DESCRIPTION OF THE TASK:
Render every line of the material below as a numbered list, omitting any blank lines.

Start of SUPPLIED DATA

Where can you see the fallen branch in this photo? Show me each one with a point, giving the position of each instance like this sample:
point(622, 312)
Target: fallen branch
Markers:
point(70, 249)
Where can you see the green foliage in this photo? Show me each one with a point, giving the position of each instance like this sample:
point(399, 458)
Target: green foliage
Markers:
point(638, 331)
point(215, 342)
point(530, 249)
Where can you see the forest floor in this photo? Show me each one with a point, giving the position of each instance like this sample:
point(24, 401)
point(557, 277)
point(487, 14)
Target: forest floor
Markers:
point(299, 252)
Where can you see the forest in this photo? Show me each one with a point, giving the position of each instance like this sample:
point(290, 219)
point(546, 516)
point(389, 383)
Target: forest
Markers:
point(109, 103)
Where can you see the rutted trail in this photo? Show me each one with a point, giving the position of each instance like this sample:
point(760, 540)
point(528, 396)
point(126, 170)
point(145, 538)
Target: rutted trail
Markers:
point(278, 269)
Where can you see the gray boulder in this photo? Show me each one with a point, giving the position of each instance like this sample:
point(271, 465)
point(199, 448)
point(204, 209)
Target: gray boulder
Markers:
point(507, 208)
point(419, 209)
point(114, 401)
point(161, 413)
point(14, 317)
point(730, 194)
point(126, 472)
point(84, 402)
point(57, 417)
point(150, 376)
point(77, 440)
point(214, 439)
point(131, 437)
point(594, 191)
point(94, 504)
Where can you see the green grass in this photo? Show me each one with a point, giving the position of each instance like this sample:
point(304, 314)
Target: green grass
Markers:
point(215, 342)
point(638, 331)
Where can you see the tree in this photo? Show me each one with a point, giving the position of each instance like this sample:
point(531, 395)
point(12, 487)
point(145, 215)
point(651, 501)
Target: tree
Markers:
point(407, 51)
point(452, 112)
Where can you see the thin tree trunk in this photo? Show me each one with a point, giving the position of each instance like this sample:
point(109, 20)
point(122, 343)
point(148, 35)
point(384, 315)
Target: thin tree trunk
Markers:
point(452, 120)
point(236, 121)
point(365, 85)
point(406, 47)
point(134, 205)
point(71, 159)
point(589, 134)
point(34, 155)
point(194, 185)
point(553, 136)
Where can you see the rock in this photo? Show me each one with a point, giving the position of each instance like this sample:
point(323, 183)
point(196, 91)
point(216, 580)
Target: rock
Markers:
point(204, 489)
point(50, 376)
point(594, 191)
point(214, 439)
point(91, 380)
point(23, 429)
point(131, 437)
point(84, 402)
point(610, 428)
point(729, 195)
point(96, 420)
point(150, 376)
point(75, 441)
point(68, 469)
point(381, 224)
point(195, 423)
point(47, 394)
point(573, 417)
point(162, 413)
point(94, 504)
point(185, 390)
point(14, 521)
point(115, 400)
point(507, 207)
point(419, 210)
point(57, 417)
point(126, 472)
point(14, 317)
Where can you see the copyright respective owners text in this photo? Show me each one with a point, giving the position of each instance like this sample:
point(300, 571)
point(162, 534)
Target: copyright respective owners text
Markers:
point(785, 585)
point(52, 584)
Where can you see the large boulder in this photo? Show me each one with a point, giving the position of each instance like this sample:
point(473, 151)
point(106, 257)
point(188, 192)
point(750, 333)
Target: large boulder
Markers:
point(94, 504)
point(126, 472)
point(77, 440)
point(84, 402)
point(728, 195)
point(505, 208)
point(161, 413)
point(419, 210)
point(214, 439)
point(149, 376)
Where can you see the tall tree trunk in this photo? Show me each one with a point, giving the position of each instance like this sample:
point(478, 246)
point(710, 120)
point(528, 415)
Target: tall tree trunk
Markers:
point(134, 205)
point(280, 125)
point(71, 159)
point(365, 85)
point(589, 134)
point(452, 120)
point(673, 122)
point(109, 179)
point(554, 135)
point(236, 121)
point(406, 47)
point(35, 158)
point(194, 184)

End of SUPPLIED DATA

OUTPUT OF THE TASK:
1. Where can you see the fallen branch in this photo? Show me each one with a point, giving the position of each instance like this sample:
2. point(622, 312)
3. Target: fallen branch
4. Markers:
5. point(70, 249)
6. Where can you see the green foliage in this photo? Show me each one with a point, giving the position of each instance like this sample:
7. point(399, 458)
8. Target: green foliage
9. Markers:
10. point(638, 331)
11. point(215, 342)
12. point(530, 249)
13. Where can you see the forest floor in this photo? Show me each one with a point, giving the position of each instance like this sample:
14. point(24, 401)
15. point(557, 277)
16. point(487, 14)
17. Target: forest floor
18. Markers:
19. point(299, 252)
20. Where can you see the forest in this photo? Show me each one with a point, giving the position of each instance like this sample:
21. point(290, 219)
22. point(546, 516)
23. point(389, 383)
24. Target: forest
25. Markers:
26. point(109, 103)
27. Where can you see the rutted trail in this photo? Show me each one with a point, giving the position of each instance like this sample:
28. point(760, 540)
29. point(528, 396)
30. point(126, 170)
31. point(145, 538)
32. Target: rutted trail
33. Markers:
34. point(278, 269)
35. Where can you see the gray boulder in this photo? Show me each one with a point, giving the position of each instance like this sample:
36. point(271, 465)
37. point(199, 448)
38. point(204, 209)
39. Target: gray boulder
40. Markers:
41. point(507, 208)
42. point(419, 209)
43. point(114, 401)
44. point(161, 413)
45. point(14, 317)
46. point(730, 194)
47. point(126, 472)
48. point(84, 402)
49. point(57, 417)
50. point(150, 376)
51. point(77, 440)
52. point(214, 439)
53. point(131, 437)
54. point(594, 191)
55. point(94, 504)
56. Where can you see the green grass in this photo? Show me each one with a point, giving the position of each instance like this sample:
57. point(304, 314)
58. Target: green grass
59. Markers:
60. point(215, 342)
61. point(638, 331)
62. Where can you see the tree in this photo? Show me each one with a point, giving the position of each instance like this sample:
63. point(531, 395)
64. point(12, 487)
65. point(145, 215)
66. point(651, 501)
67. Target: tree
68. Markers:
69. point(407, 51)
70. point(452, 112)
71. Where can you see the thin tree trunk in this photo? Show me each one with a point, giving the position of each instance like this sample:
72. point(109, 20)
73. point(122, 343)
74. point(148, 35)
75. point(384, 315)
76. Target: thin tree trunk
77. Markers:
78. point(452, 120)
79. point(236, 121)
80. point(365, 85)
81. point(406, 47)
82. point(134, 205)
83. point(71, 159)
84. point(589, 134)
85. point(34, 155)
86. point(194, 185)
87. point(553, 136)
88. Where can you see the rock in this photo? Show me each one with a point, giving the position of each instance like this sample:
89. point(323, 183)
90. point(196, 91)
91. point(216, 580)
92. Target: rock
93. Markers:
94. point(204, 489)
95. point(50, 376)
96. point(594, 191)
97. point(214, 439)
98. point(91, 380)
99. point(23, 429)
100. point(131, 437)
101. point(84, 402)
102. point(610, 428)
103. point(729, 195)
104. point(96, 420)
105. point(150, 376)
106. point(75, 441)
107. point(68, 469)
108. point(381, 224)
109. point(195, 423)
110. point(47, 394)
111. point(573, 417)
112. point(162, 413)
113. point(94, 504)
114. point(185, 390)
115. point(14, 521)
116. point(115, 400)
117. point(507, 207)
118. point(419, 210)
119. point(57, 417)
120. point(126, 472)
121. point(14, 317)
122. Where can you see the copyright respective owners text in this photo? Show me each one with a point, giving the position of each instance like this sample:
123. point(300, 571)
124. point(162, 534)
125. Target: copyright respective owners text
126. Markers:
127. point(785, 585)
128. point(52, 584)
129. Where can you see the large boulder in this photo? Show me each one with a point, giving the position of each instance like this sample:
130. point(473, 151)
131. point(106, 257)
132. point(188, 192)
133. point(750, 333)
134. Target: large boulder
135. Markers:
136. point(94, 504)
137. point(126, 472)
138. point(77, 440)
139. point(84, 402)
140. point(728, 195)
141. point(505, 208)
142. point(161, 413)
143. point(419, 210)
144. point(214, 439)
145. point(149, 376)
146. Where can you see the tall tree trunk in this photo? Show me each one with a point, giving the position of each instance like this sample:
147. point(478, 246)
148. point(710, 120)
149. point(528, 415)
150. Target: tall tree trunk
151. Markers:
152. point(134, 205)
153. point(280, 125)
154. point(71, 159)
155. point(365, 85)
156. point(589, 134)
157. point(452, 120)
158. point(673, 122)
159. point(109, 179)
160. point(554, 135)
161. point(236, 121)
162. point(406, 47)
163. point(35, 158)
164. point(194, 184)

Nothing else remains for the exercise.